- _Instrucciones_:
1. Indica si cada afirmación concuerda con el artículo sobre el régimen de 2004 y cita las palabras del artículo que lo deciden: (a) Ioana votó la Constitución. (b) Sánchez alcanzó en un solo mandato los dos objetivos que se atribuyen a su antecesor. (c) España ya ha recuperado el nivel de riqueza anterior a la pandemia.
2. Según el artículo sobre el régimen de 2004, ¿quién inauguró ese régimen?
3. Continúa, por favor, el artículo sobre el régimen de 2004 a partir de su última frase.

- _Texto fuente_:
○ ○ ○
El régimen de 2004

régimen 2004

Una joven interesada en leyes y en política, Ioana, a la que me encuentro de vez en cuando cerca de casa, me dio el otro día una definición bien precisa de lo que los españoles estamos viviendo: el régimen de 2004. Mi vecina, que no votó por edad la Constitución, la misma razón que yo, quería retratar con esa expresión el comienzo de la «larga marcha» para darnos a todos el cambiazo de nuestro sistema constitucional por el patio trasero.

Que se quiera dar por amortizada la España constitucional no inquieta tanto, y miren que ya inquieta, como el hecho de que pretendan cambiarla negando la mayor y llamándonos «fachas» si lo denunciamos y osamos reclamar nuestro derecho a decidir como ciudadanos libres e iguales la España del futuro: es decir, democráticamente, con arreglo a la Constitución, en las mismas condiciones que quienes se arrogan en exclusiva, porque dicen que cayeron de niños en el caldero de la «poción mágica» nacionalista, los superpoderes para ser las únicas comadronas -o «comadrones», que decía Azaña- en el parto de la España federalasimétricarepublicanoplurinacional o la que sea.

Aquí algunos se piensan que lo de soberano es sólo una marca de brandy, y no la condición que otorga al conjunto del pueblo español la propiedad de su destino. Que esa propiedad se intente malversar con miras a convertir a unos socios coyunturales en aliados estructurales no es más que un nuevo paso del régimen de 2004, como dice mi joven vecina, inaugurado por José Luis Rodríguez Zapatero.

El entonces presidente del Gobierno, con esa temeridad demiúrgica con la que condujo a España al naufragio, dedicó su primera legislatura a dividir y enfrentar a los españoles y la siguiente a arruinarlos. Sánchez lo ha superado con creces: ha alcanzado uno y otro objetivo en un solo mandato.

ZP fue el que dijo aquello de «dentro de diez años España estará más fuerte, Cataluña estará mejor integrada en España y usted y yo lo viviremos». Las mismas canciones que gusta de tararear Pedro Sánchez, creyendo que a los demás se nos ha olvidado a dónde nos condujeron los hit parade de su antecesor, como aquel otro de que España «está en la Champions League de las economías mundiales», cuando somos el único país de la OCDE que aún no ha recuperado el nivel de riqueza anterior a la pandemia.
○ ○ ○
- _Datos del ejercicio_:
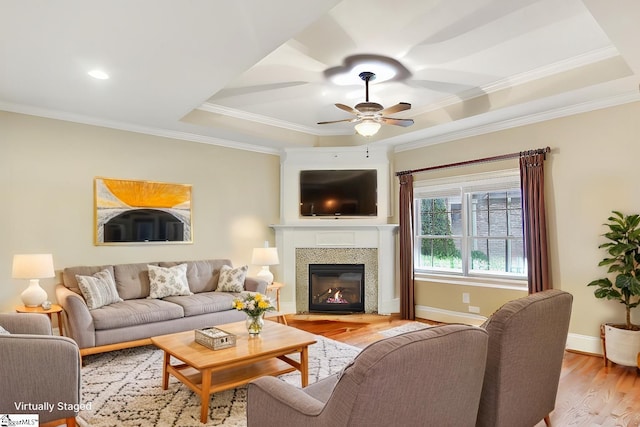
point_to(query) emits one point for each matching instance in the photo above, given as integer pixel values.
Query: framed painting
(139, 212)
○ ○ ○
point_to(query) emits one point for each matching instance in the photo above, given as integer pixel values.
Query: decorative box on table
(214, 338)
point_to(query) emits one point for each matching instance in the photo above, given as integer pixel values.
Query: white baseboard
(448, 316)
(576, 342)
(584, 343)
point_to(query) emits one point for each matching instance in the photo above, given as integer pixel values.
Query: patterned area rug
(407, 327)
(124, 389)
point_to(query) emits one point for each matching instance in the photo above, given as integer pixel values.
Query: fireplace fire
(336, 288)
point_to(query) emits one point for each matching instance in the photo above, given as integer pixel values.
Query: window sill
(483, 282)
○ ○ ○
- _Respuestas escritas_:
1.
(a) No: «que no votó por edad la Constitución».
(b) Sí: «ha alcanzado uno y otro objetivo en un solo mandato».
(c) No: «somos el único país de la OCDE que aún no ha recuperado el nivel de riqueza anterior a la pandemia».

2. José Luis Rodríguez Zapatero.

3.
Es incuestionable la dedicación de Sánchez a mantener las constantes vitales del régimen de 2004, con la reproducción del pacto del Tinell en cada trámite parlamentario. Lo demuestra su rechazo sistemático a todos los acuerdos ofrecidos por el PP para evitar que sean todos los españoles los que tengan que pagar las hipotecas del presidente del Gobierno con proetarras, secesionistas y golpistas.

En esa recurrente deslegitimación de la derecha como contrapeso y alternativa a su proyecto de poder se asemeja también Sánchez a Rodríguez Zapatero. Hay pruebas incontrovertibles de que en ambos bulle también la fatal atracción por la «amenaza zombie» de las dos Españas. Sobre todo porque parecen haber olvidado el decisivo papel de la izquierda en el abrazo de la concordia y la recuperación de la libertad después de la muerte de Franco. De ahí su empeño en tratar de amortajar nuestra democracia entre las nieblas de un duelo espectral, en una sempiterna noche lúgubre, de una España contra otra.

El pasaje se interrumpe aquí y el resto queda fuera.